#### TASK DIRECTIONS
The data beneath this task is to be duplicated exactly, in its entirety.

#### DATA EXTRACT

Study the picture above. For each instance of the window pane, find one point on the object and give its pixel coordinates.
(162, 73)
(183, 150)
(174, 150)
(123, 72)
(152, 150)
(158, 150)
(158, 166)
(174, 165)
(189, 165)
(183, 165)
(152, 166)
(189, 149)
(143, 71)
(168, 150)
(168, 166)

#### RESPONSE TO THE TASK
Study the picture above. For each instance of the window pane, find one point on the object and give its pixel coordinates.
(162, 73)
(183, 150)
(174, 150)
(123, 72)
(152, 150)
(158, 150)
(158, 166)
(174, 165)
(189, 165)
(183, 165)
(152, 166)
(189, 149)
(143, 71)
(168, 150)
(168, 166)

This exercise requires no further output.